--- SUPPLIED TEXT ---
= Beginning of Section =

Monday, July 11, 2016

CB Caused Mania

As negative interest rates spread around the globe anyone with even a little common sense should realize this can't end well. Manias hardly ever do.

But if you're looking for people with a bit of that common sense trait, you need to look elsewhere than the confines of central bank edifices. Investor quest for yield is now at mania proportions and only going to get worse as global central bankers in the main continue to pursue what has been and clearly is failed policy.

Last week the yield on 10-year U.S. Treasury notes hit 1.366%, a record close. According to one report, there is currently $13 trillion negative yielding debt floating around the globe and spreading faster than the Zika virus. There was supposedly $11 trillion before UK voters voted to thumb their noses at the EU and as late as mid-2014 none.

Italy, a country hardly known for it economic forthrightness, reportedly has $1.6 trillion negative sovereign debt. A cynic might ask where is the sovereignty in  that? Here's some more sovereignty for you. Fifty year Switzerland bonds, the nation's longest maturity holding, now offer negative yields. We know what's going on in Japan and Germany isn't much different where nearly 80% of government bonds offer negative yields.

Is there anyone left who thought corporate debt was immune to such madness. If so we have a good tax-payer secure job with plush benefits. Just apply at your local branch of the Federal Reserve Bank. What central bankers have done and are doing is a crime against humanity. Let's start at the beginning nearly a decade now ago when the Fed essentially kicked off this economic charade.

To assume that these so-called economic experts didn't realize cutting rates would end up ultimately benefiting the few and hurting the many leaves only one of two possible conclusions: either they are not economic experts and haven't a clue or they knew precisely what they where doing: screwing older people dependent on fixed income and the like or purposely widening the economic gap between the haves and the withouts to bailout their rich banker and Wall Street friends.

It matters little now because these policies are an outrage and can easily be classed as a crime against humanity. And like anyone else they should be held accountable for their actions. We think it comes under the heading more of gross negligence than the latest MSM buzz "excessive carelessness."

Either way, for those enamored with the idea of a global court, let's see how much these closet globalists like the concept.

= End of Section =

--- PARTS OF THE EXERCISE ---
(a) According to the post on central bank mania, how much negative-yielding debt is currently floating around the globe?
(b) Copy the stretch of the post on central bank mania from "To assume that" through "like the concept.", swapping "economic experts" for "financial experts".
(c) Put this sentence from the post on central bank mania into Spanish: "Last week the yield on 10-year U.S. Treasury notes hit 1.366%, a record close."

--- DATA LISTING ---
= Beginning of Section =

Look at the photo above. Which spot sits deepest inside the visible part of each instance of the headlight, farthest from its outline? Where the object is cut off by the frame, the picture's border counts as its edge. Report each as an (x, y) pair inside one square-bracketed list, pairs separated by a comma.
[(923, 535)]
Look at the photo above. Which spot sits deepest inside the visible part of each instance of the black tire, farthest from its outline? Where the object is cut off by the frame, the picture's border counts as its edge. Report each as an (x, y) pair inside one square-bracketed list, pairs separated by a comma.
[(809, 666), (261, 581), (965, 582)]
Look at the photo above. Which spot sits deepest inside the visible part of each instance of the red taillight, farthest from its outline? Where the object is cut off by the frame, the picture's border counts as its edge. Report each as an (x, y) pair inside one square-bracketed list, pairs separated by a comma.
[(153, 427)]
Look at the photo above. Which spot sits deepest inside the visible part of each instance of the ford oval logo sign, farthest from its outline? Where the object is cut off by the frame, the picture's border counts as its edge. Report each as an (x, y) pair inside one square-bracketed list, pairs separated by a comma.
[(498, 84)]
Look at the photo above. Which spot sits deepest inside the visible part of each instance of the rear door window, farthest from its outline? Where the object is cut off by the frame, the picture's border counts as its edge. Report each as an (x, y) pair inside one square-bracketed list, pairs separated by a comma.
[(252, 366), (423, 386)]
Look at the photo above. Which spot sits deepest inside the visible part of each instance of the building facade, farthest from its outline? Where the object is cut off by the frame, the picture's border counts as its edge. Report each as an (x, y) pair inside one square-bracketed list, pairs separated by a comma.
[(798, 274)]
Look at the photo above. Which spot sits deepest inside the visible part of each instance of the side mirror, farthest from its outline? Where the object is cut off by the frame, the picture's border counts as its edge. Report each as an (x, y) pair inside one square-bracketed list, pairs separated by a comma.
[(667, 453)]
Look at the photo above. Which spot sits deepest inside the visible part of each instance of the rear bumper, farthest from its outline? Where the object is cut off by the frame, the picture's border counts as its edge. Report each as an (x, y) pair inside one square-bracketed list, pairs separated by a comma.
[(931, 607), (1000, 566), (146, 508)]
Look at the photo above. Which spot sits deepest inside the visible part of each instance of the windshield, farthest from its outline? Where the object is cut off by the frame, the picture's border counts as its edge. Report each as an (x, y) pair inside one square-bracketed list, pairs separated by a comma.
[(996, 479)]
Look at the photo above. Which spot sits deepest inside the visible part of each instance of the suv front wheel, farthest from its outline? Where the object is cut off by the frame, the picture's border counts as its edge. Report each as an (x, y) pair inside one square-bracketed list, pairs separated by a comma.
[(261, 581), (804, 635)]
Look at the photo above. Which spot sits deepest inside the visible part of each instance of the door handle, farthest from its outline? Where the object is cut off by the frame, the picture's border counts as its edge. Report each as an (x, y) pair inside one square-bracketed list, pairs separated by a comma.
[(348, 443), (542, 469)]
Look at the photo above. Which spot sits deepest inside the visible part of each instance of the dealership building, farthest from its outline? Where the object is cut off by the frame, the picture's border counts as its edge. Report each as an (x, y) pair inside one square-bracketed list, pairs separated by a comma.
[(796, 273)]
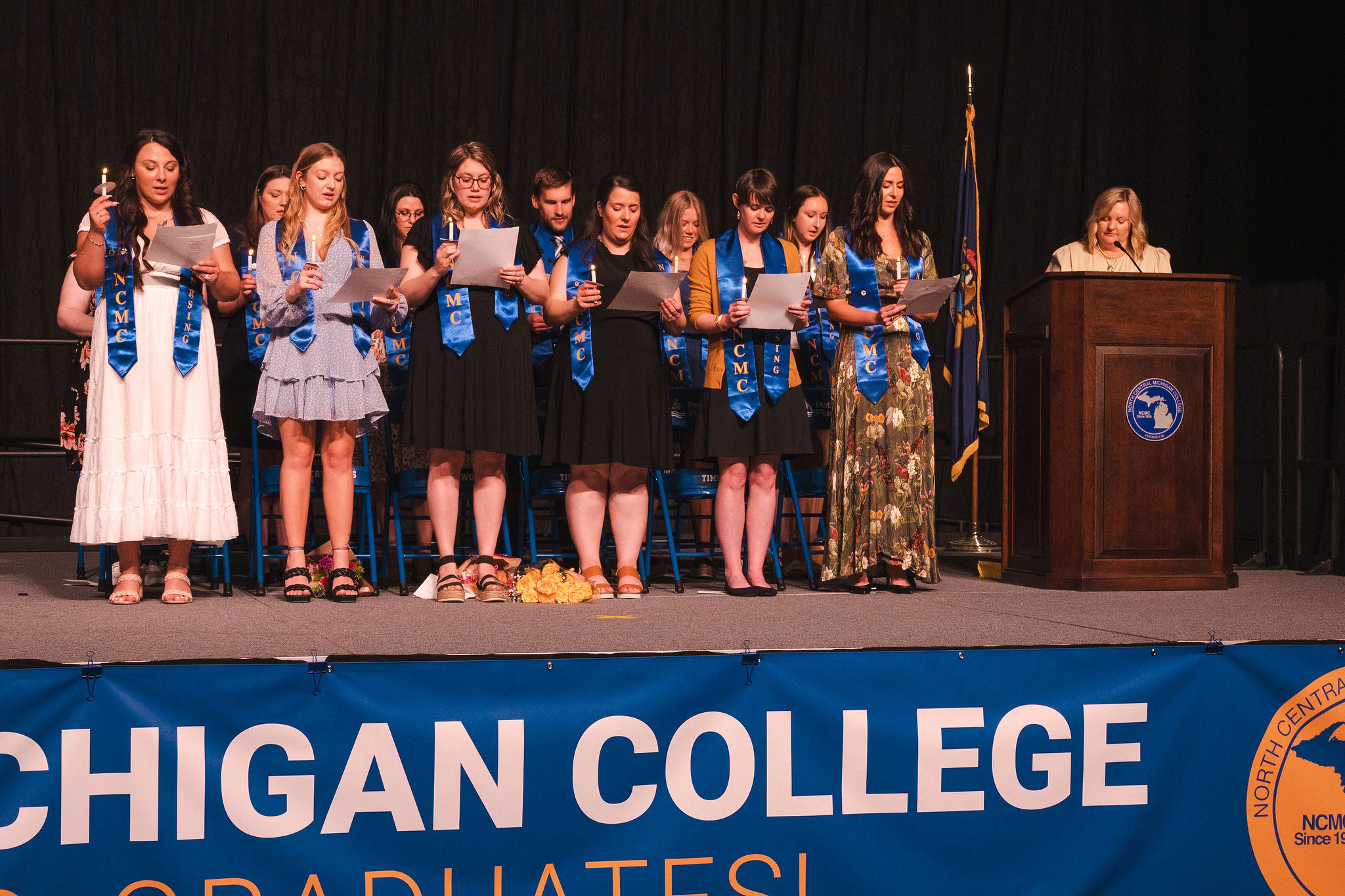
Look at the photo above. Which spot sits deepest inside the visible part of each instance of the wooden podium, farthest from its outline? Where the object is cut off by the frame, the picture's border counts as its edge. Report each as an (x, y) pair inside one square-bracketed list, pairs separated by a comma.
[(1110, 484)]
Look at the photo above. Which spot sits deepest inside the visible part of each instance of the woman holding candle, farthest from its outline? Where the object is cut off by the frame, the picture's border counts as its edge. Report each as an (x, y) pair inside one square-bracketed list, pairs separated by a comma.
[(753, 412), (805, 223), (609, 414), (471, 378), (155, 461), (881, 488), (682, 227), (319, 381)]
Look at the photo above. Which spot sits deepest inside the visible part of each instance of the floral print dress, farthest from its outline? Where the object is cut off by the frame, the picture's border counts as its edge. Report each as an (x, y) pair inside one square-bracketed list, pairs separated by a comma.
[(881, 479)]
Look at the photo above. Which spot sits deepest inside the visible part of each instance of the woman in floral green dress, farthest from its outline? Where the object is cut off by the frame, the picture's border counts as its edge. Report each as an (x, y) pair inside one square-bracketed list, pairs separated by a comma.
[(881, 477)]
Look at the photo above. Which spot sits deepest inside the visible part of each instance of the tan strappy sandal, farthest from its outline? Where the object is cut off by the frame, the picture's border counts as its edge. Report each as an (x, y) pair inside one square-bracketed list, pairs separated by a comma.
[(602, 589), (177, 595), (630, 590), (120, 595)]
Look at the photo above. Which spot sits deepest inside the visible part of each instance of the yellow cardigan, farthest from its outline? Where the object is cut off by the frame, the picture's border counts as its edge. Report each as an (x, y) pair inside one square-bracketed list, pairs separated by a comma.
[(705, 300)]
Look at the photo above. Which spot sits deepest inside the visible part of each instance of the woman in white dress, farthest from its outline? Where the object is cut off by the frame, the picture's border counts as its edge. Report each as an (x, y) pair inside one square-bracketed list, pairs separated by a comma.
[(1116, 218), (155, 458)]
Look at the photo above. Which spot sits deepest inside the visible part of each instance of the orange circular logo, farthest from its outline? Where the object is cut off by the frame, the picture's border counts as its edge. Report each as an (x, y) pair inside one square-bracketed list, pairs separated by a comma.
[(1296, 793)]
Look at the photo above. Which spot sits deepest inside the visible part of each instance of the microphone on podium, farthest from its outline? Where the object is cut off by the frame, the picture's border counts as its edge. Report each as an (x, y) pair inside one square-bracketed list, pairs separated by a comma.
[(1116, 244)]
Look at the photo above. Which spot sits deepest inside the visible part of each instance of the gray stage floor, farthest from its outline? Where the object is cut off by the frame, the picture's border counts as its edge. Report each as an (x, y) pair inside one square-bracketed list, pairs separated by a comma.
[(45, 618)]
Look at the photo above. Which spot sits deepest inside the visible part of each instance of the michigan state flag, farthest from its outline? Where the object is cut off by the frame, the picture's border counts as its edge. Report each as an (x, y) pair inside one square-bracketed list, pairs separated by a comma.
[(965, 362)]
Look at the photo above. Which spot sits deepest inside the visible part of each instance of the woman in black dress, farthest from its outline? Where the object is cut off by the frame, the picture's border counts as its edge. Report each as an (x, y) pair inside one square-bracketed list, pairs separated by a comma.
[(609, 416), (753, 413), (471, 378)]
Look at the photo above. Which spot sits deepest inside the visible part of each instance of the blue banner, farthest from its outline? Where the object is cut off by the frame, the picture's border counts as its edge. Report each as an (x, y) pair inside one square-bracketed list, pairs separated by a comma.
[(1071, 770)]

= End of Section =

--- TASK RESULTS ---
(a) $13 trillion

(b)
To assume that these so-called financial experts didn't realize cutting rates would end up ultimately benefiting the few and hurting the many leaves only one of two possible conclusions: either they are not financial experts and haven't a clue or they knew precisely what they where doing: screwing older people dependent on fixed income and the like or purposely widening the economic gap between the haves and the withouts to bailout their rich banker and Wall Street friends.

It matters little now because these policies are an outrage and can easily be classed as a crime against humanity. And like anyone else they should be held accountable for their actions. We think it comes under the heading more of gross negligence than the latest MSM buzz "excessive carelessness."

Either way, for those enamored with the idea of a global court, let's see how much these closet globalists like the concept.

(c) La semana pasada, el rendimiento de las notas del Tesoro de EE. UU. a 10 años alcanzó el 1,366 %, un cierre récord.